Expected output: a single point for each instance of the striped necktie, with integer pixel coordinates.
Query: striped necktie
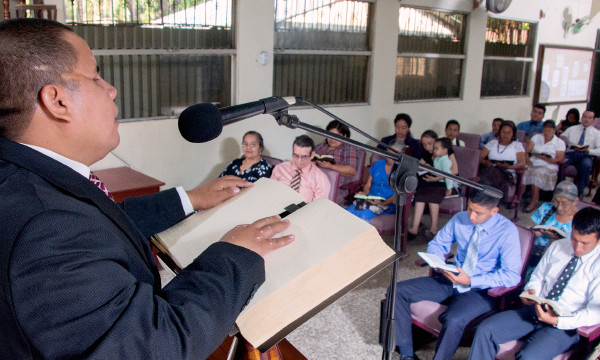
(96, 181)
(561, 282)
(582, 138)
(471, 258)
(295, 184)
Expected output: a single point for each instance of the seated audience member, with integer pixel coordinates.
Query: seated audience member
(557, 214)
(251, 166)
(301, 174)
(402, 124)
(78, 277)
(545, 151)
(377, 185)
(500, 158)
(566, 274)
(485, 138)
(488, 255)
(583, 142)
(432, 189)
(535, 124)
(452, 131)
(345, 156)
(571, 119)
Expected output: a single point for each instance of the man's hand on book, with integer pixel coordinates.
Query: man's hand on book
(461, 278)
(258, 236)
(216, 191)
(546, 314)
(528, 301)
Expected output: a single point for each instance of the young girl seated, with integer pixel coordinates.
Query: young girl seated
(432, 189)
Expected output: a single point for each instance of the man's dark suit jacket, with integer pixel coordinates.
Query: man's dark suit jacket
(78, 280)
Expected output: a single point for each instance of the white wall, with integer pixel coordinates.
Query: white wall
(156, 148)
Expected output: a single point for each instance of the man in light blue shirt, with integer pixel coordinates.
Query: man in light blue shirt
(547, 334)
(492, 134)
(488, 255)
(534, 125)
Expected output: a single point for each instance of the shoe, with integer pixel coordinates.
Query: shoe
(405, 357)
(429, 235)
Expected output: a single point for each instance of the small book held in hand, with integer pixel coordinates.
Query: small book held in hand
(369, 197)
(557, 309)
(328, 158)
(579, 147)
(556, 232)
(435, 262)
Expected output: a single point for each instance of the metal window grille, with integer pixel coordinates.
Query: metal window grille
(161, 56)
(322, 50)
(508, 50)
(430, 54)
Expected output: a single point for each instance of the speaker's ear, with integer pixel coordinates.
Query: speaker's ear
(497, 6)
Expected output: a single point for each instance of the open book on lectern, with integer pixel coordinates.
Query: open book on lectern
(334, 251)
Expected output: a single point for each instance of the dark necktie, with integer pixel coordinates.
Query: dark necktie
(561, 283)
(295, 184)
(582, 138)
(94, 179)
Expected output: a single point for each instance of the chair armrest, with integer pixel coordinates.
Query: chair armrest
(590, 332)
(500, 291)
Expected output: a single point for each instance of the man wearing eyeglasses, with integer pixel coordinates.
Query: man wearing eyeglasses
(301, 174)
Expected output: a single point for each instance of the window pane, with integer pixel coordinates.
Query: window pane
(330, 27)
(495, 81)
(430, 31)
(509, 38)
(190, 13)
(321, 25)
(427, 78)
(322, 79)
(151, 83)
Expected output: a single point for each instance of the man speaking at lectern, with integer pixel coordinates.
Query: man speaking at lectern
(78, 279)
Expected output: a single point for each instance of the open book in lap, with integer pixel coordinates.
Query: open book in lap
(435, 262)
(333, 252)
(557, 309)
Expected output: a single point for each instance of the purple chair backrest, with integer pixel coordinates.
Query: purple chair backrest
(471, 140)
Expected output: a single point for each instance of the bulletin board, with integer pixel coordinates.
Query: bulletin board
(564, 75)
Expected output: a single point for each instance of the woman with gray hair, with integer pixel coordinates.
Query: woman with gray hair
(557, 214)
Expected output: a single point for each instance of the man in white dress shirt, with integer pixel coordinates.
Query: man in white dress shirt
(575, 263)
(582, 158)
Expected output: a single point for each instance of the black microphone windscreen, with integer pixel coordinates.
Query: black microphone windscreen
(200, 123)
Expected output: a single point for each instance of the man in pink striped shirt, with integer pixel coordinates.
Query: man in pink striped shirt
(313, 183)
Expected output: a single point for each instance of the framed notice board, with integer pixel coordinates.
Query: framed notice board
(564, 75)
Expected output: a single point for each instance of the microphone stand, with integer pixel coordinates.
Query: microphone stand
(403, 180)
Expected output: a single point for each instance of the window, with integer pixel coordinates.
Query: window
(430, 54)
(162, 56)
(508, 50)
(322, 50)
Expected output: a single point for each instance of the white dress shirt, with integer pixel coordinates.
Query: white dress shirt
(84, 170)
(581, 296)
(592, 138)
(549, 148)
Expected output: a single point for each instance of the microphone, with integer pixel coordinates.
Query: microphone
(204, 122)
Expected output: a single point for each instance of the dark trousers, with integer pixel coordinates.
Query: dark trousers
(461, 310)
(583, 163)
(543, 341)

+===+

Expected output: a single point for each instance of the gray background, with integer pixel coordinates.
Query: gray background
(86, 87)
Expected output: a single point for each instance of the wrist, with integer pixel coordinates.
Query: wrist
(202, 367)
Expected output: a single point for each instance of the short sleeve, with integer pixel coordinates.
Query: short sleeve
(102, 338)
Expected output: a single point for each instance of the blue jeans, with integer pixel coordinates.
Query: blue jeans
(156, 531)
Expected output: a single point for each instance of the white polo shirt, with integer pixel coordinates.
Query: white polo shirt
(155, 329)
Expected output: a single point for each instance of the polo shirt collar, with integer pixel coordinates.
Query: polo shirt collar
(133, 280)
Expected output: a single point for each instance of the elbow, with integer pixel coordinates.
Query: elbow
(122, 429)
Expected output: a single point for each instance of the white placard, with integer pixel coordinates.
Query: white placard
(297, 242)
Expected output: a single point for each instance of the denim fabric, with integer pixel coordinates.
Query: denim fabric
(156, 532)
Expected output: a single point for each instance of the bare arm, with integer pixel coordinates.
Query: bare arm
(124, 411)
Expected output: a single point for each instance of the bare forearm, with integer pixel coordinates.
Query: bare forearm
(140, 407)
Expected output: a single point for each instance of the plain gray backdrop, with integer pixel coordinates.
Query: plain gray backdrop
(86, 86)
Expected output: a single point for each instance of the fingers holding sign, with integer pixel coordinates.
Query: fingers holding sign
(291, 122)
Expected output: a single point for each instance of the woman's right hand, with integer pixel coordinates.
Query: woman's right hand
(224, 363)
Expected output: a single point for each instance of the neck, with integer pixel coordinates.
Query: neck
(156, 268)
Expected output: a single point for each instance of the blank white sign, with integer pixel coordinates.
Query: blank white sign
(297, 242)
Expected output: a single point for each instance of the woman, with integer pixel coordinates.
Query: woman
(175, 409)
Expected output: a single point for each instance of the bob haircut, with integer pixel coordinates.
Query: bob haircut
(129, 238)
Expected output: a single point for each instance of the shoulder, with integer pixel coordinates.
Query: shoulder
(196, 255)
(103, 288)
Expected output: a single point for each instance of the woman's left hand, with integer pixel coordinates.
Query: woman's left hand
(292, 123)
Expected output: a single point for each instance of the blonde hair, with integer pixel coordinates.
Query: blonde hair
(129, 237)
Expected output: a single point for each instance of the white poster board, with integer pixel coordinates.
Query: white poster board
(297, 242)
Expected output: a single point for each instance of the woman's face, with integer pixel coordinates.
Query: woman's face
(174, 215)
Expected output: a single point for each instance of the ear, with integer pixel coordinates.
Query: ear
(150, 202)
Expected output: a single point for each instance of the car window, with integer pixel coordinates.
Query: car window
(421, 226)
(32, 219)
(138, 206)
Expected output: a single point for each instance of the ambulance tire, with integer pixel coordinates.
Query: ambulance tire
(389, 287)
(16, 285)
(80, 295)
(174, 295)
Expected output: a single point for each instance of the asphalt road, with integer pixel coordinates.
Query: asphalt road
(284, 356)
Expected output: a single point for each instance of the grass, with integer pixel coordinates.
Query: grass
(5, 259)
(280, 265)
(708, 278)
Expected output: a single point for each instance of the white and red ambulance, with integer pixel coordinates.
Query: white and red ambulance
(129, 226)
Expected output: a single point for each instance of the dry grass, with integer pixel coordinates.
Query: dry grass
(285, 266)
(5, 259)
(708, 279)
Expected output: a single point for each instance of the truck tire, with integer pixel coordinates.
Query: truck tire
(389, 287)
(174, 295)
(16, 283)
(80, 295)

+===+

### Requisitos do exercício
Reúna todas as linhas acima em que aparece a palavra "hand", copiando cada uma sem alterações.

### Resposta ao exercício
Expected output: a single point for each instance of the man's hand on book, with integer pixel coordinates.
Query: man's hand on book
Expected output: a single point for each instance of the small book held in hand, with integer pixel coordinates.
Query: small book held in hand
Expected output: a single point for each instance of the woman's right hand, with integer pixel coordinates.
Query: woman's right hand
Expected output: a single point for each instance of the woman's left hand, with integer pixel coordinates.
Query: woman's left hand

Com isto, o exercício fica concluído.